[WHAT TO WORK ON] Write out the entire listing below exactly as it appears, minus any pictures.

┄┄┄┄┄┄

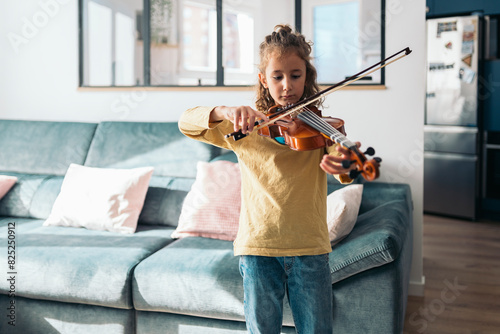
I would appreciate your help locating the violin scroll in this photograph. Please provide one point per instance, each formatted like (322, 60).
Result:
(369, 169)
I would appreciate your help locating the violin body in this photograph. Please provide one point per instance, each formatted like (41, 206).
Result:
(298, 135)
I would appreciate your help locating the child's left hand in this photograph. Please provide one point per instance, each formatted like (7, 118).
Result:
(332, 164)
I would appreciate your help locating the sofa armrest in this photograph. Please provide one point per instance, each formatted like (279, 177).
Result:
(376, 239)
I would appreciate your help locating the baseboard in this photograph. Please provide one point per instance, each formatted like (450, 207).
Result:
(417, 288)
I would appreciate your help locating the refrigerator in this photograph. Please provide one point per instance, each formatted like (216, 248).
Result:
(451, 171)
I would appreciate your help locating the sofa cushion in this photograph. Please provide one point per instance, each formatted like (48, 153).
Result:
(106, 199)
(160, 145)
(6, 183)
(194, 276)
(77, 265)
(164, 199)
(30, 146)
(212, 206)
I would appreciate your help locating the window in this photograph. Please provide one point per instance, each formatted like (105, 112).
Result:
(215, 42)
(348, 37)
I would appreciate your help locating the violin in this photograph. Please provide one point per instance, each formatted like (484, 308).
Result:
(298, 135)
(307, 130)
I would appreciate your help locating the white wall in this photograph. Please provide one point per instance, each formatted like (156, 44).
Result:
(39, 78)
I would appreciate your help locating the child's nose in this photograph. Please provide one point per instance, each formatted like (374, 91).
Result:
(287, 83)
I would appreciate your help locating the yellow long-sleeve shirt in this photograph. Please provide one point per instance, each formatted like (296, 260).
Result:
(283, 209)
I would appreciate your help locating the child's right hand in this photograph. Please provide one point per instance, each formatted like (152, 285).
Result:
(243, 117)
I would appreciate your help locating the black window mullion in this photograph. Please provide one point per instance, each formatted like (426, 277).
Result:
(298, 15)
(220, 67)
(146, 38)
(80, 43)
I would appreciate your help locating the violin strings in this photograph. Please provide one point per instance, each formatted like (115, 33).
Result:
(294, 109)
(321, 125)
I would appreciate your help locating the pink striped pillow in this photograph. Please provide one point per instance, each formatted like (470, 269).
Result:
(6, 182)
(212, 206)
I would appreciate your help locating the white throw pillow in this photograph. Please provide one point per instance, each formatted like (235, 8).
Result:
(6, 182)
(343, 207)
(101, 198)
(211, 209)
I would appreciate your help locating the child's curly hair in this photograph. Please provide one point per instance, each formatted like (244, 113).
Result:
(281, 42)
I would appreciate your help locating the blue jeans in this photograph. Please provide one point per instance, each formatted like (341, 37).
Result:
(305, 279)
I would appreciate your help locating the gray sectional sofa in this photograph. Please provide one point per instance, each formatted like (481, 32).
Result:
(74, 280)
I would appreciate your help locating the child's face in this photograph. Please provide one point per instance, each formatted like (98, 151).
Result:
(285, 78)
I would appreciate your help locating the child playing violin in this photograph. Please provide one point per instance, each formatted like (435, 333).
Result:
(282, 240)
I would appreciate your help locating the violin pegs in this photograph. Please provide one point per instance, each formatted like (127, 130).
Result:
(347, 163)
(369, 151)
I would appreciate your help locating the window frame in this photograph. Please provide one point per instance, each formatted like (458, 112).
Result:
(146, 36)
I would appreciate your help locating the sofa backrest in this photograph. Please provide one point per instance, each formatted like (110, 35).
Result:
(38, 147)
(39, 153)
(160, 145)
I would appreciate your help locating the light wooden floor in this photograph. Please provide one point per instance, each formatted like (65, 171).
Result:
(462, 279)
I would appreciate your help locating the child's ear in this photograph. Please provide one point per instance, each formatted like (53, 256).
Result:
(262, 79)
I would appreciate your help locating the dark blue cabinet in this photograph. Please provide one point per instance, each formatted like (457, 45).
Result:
(489, 93)
(440, 8)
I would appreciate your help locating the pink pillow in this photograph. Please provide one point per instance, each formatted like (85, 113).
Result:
(6, 182)
(211, 209)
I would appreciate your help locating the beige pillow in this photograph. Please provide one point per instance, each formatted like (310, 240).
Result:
(101, 198)
(211, 209)
(343, 207)
(6, 182)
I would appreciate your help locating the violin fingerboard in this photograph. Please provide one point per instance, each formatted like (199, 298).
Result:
(316, 122)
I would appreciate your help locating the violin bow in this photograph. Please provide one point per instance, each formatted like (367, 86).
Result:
(299, 105)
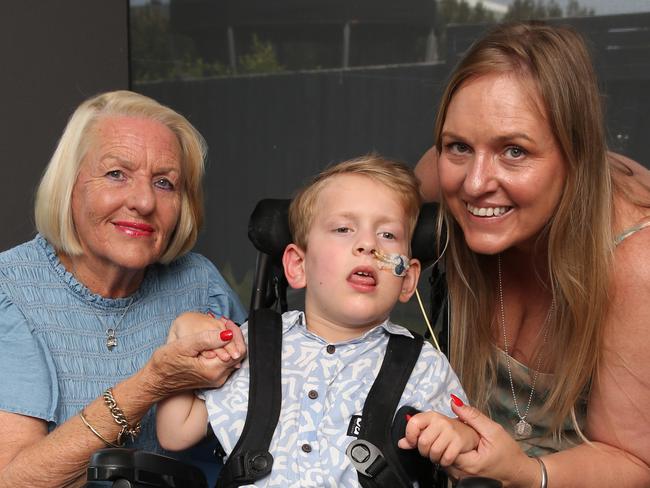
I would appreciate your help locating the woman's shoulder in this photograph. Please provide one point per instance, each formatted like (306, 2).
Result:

┄┄┄┄┄┄

[REPLY]
I would appreciate your help locating the violin scroll in this photograph. Please provide one point per instance, each formatted like (322, 60).
Result:
(369, 169)
I would appreciate your help locating the violin body in this photograph. Please provide one point per instance, each formatted like (41, 206).
Result:
(298, 135)
I would appreciate your help locating the child's left hand in this photograph. Please provide one point per instance, each formatted like (7, 118).
Result:
(332, 164)
I would appreciate your help locating the sofa armrest in this photograph. Please provide one point per instance, each formatted like (279, 177).
Result:
(376, 239)
I would appreciate your help locating the baseboard in this photograph. Please provide one point per instance, each formatted like (450, 207).
Result:
(417, 288)
I would appreciate your help locating the refrigerator in this photograph. Please provide one point per instance, each formatted like (216, 248).
Result:
(451, 171)
I would appreciate your help locating the sofa cushion in this photograph. Please provide one point per instance, each formatted like (48, 153).
Result:
(106, 199)
(160, 145)
(6, 183)
(194, 276)
(77, 265)
(164, 199)
(30, 146)
(212, 206)
I would appreciate your help locating the window in this photograph. Please provide one point per instance, each formatted like (105, 112).
Result:
(215, 42)
(348, 37)
I would appreciate your help locating the violin in this photograph. Please provide one point per instance, each formatted like (484, 308).
Result:
(298, 135)
(307, 130)
I would appreciate your help locating the white wall in this photograph. Please provide one point per instance, each formatted like (156, 44).
Result:
(39, 78)
I would appreciate your help locating the child's nose in this photograph. Please provide one point per instance, each formatted like (374, 91).
Result:
(287, 83)
I would appreciate your help locating the yellow long-sleeve shirt in this photograph. Please provide one point per instance, each formatted like (296, 260).
Result:
(283, 209)
I would appreciate your help locating the child's right hand in this photograph. Please provide one point per instance, each formatted like (152, 285).
Result:
(243, 117)
I would appreciate your help locating the black window mullion in this photograph. Please provide one point per instance, each formatted like (426, 277).
Result:
(298, 15)
(220, 67)
(146, 38)
(80, 43)
I would appreciate your help locating the violin strings in this photograph. Please provide one point per instance, each formatted like (115, 33).
Result:
(294, 109)
(321, 125)
I would appreciate your help locating the pink striped pillow in this photograph. Please provide one point per instance, each formatted like (470, 269).
Result:
(6, 182)
(212, 206)
I would appreciate your help locating the white throw pillow in this photograph. Please provide one point per instance, each formatted like (235, 8).
Result:
(6, 182)
(343, 207)
(101, 198)
(211, 209)
I would appreciate your help locating the child's curly hair in this photograph. Please provide one point per instance, each formatted like (244, 113).
Result:
(281, 42)
I would appreciate your help locating the blue jeans in this photograph. Please provide one point per instance, each formatted like (341, 37).
Result:
(305, 279)
I would appreciate your help locating the gray sectional sofa in this photograph. Please provide one point per instance, each formatted like (481, 32).
Result:
(74, 280)
I would appreciate your help locating the child's face in this photograph. Please provide one point per instance, each formatted like (98, 151).
Result:
(285, 78)
I would appreciate your help locating the child playing violin in this photograph. Please provide one point per instance, each formatted like (435, 333).
Result:
(282, 240)
I would appreciate your help locating the violin pegs in this photograph. Please provide one point per instance, each formatted like (127, 130).
Result:
(347, 163)
(369, 151)
I would appreciate your help locating the window frame in this photograph. Please provide one point per instance, each formatted like (458, 112).
Result:
(146, 36)
I would appreciate your help locating the sofa backrest in this photograph. Please provide one point per instance, each formatted like (110, 35).
Result:
(38, 147)
(39, 153)
(160, 145)
I would appreciate your help locating the light wooden floor in this photograph. Please provide one point per instance, each formatted like (65, 171).
Result:
(462, 279)
I would appreciate your help locating the child's ear in this photograph. Please provide one point per instance, each formatted like (53, 256).
Result:
(262, 79)
I would appreciate your help locating the dark blue cabinet in this photograph. Please provide one point per instance, each formatted like (457, 45).
Result:
(489, 93)
(440, 8)
I would appreciate your help locating the pink pillow in this photograph. Please provide one point per instance, each formatted like (85, 113).
Result:
(6, 182)
(211, 209)
I would appreciate your help locating the beige pillow in this photograph. Please provide one point per instance, each formatted like (310, 240).
Result:
(101, 198)
(211, 209)
(343, 207)
(6, 182)
I would appreciate your help locating the violin fingerboard in this photograph. Please provide one point per instance, each formatted like (199, 298).
Result:
(316, 122)
I would appreciate your help locating the violin bow in this photograph. Please provide one point per instance, each formatted like (367, 86).
Result:
(299, 105)
I would appreciate your help locating the woman's shoulder in this photograph. Please provide one point per instance, each formatted like (306, 2).
Result:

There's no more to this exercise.